▶ _RECORDS SHOWN_
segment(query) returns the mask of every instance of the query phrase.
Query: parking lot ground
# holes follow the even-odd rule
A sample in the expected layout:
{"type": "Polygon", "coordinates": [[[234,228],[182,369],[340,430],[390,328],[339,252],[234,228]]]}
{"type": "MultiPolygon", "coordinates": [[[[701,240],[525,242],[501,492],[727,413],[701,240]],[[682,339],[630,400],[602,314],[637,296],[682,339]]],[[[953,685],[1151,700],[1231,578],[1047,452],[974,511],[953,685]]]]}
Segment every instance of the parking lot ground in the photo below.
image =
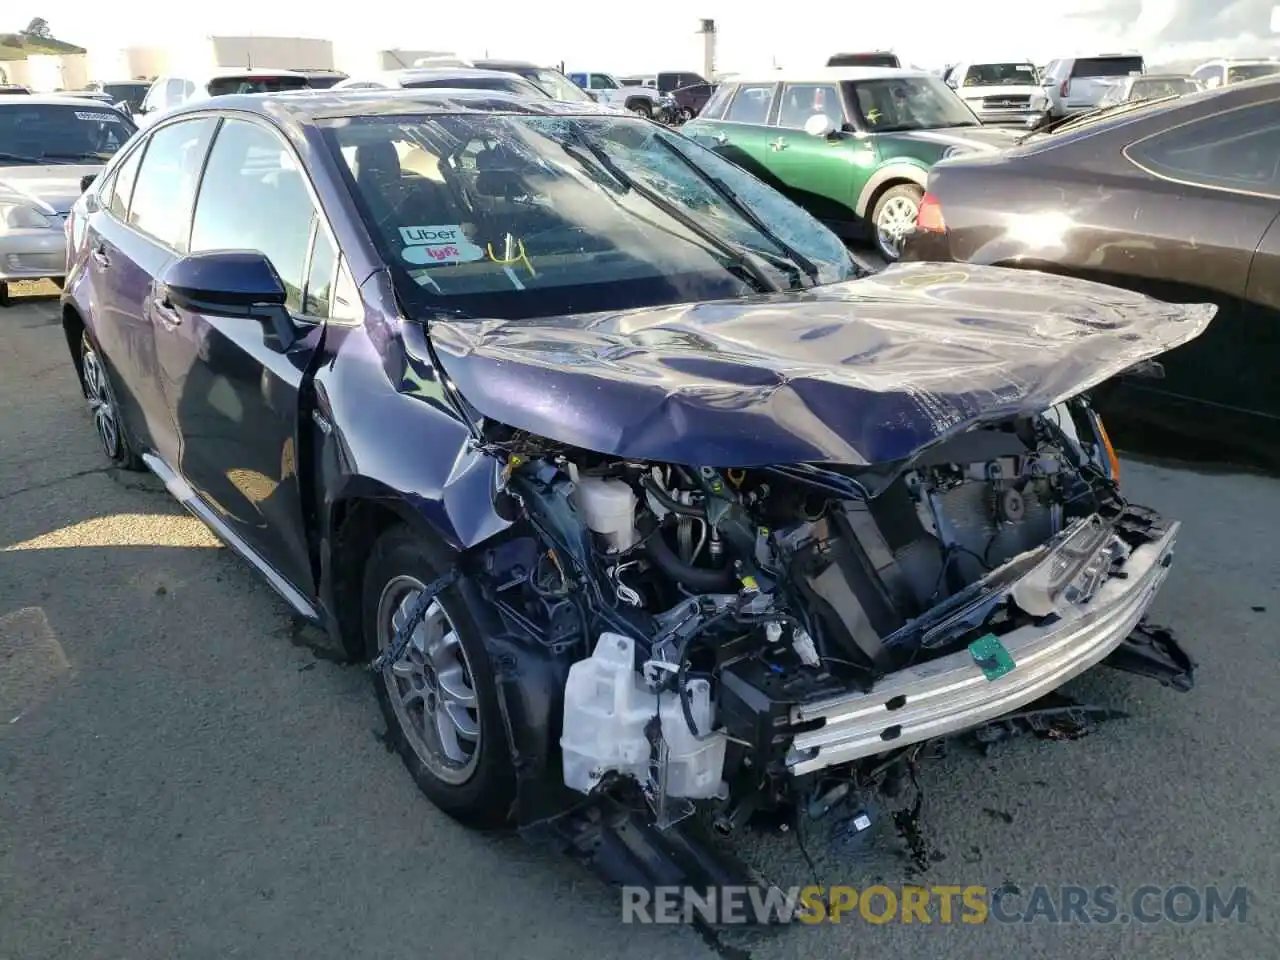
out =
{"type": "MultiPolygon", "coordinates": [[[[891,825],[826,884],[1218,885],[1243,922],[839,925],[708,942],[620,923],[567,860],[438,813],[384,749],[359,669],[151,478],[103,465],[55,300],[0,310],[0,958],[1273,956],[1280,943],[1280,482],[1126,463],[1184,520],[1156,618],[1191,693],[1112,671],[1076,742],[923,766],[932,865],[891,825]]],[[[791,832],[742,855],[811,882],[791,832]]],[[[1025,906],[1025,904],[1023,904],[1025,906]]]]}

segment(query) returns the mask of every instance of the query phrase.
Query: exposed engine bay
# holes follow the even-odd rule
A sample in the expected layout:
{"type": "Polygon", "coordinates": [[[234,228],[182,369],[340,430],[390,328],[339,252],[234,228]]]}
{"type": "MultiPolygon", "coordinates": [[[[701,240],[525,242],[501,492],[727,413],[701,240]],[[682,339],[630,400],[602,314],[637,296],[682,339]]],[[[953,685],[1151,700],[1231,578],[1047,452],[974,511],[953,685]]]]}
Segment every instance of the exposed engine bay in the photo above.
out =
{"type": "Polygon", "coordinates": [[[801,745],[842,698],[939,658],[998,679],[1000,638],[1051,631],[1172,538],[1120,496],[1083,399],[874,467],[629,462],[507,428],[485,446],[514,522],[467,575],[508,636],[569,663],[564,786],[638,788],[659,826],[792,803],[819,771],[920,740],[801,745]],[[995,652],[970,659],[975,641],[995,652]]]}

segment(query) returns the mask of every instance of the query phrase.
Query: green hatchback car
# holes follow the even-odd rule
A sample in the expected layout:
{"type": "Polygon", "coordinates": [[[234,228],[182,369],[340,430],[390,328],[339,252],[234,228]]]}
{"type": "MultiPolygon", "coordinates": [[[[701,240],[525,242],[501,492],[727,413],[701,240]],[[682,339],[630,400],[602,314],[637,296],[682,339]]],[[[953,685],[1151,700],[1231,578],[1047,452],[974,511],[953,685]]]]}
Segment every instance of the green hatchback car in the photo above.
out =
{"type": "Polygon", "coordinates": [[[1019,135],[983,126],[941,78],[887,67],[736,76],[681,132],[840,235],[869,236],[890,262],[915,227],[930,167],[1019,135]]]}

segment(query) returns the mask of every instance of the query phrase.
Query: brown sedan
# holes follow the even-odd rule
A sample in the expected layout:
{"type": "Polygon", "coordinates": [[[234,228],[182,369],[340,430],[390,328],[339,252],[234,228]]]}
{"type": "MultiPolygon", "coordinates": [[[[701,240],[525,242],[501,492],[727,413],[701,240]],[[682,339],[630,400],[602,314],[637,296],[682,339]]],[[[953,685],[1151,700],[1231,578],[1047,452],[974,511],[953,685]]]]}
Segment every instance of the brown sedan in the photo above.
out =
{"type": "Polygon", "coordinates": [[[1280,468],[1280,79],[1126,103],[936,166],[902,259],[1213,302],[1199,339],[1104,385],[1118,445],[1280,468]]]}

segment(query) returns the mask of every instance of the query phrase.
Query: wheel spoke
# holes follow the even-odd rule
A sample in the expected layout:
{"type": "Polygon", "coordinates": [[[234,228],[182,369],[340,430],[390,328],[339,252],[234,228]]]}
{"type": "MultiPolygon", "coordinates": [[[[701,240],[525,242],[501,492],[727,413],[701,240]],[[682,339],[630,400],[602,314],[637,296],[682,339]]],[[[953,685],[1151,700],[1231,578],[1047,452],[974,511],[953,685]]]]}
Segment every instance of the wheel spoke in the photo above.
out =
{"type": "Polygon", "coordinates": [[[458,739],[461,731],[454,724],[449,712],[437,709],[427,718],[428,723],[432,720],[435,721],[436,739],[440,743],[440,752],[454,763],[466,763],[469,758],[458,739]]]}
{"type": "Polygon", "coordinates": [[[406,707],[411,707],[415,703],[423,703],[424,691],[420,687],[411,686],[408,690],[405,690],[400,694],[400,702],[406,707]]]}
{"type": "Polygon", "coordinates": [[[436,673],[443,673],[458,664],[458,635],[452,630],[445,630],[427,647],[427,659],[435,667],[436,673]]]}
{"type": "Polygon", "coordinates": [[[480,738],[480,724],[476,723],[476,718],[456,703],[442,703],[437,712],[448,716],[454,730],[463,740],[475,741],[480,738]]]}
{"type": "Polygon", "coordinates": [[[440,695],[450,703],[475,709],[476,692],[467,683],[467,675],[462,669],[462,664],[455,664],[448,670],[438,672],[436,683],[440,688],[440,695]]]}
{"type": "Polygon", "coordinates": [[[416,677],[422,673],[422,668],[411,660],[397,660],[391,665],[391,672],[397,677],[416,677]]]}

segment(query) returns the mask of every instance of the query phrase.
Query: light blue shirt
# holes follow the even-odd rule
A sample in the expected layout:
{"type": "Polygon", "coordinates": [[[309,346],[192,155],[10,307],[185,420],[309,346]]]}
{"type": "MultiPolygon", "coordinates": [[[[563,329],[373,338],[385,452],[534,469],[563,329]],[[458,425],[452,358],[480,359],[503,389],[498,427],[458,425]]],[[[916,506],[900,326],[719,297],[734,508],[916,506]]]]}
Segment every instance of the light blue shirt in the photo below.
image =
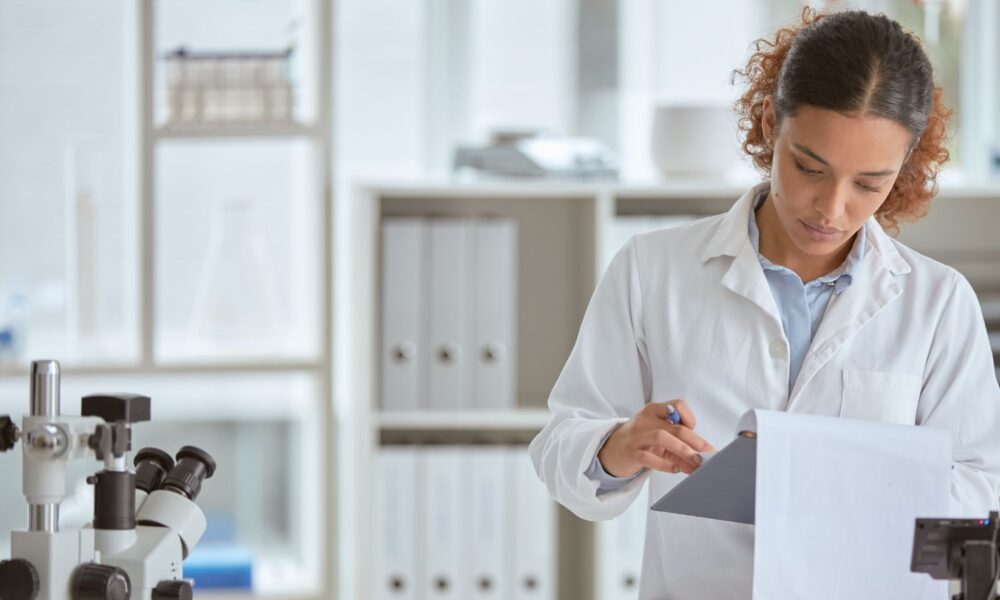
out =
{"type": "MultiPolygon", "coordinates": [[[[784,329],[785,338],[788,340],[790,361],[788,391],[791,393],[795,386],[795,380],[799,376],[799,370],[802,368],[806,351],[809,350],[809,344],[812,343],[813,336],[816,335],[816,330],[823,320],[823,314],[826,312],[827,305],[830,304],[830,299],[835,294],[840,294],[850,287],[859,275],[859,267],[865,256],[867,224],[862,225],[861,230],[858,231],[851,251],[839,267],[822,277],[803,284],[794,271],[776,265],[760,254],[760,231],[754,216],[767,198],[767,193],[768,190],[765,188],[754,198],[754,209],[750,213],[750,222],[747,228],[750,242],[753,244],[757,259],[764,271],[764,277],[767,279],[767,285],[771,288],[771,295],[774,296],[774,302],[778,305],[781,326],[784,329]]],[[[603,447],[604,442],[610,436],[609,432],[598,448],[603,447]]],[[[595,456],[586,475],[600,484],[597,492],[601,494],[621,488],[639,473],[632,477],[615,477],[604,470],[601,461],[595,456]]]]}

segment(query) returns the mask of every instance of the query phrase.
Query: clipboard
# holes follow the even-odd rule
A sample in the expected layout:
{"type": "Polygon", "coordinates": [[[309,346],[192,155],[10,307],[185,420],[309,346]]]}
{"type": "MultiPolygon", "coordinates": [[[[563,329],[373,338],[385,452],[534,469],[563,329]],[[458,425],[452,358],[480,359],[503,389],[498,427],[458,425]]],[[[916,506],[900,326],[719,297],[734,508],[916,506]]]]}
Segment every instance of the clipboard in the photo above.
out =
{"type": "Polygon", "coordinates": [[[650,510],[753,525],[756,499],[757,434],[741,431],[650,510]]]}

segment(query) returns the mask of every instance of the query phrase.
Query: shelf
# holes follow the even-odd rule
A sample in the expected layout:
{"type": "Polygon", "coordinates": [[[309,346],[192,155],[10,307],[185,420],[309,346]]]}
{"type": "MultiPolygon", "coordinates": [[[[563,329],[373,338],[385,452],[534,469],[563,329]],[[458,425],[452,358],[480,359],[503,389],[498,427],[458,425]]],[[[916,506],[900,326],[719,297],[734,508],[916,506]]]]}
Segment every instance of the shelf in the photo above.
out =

▶ _TASK GOAL_
Say how many lines of the preceding data include the word "green". The number is the whole answer.

▶ _TASK RESPONSE_
2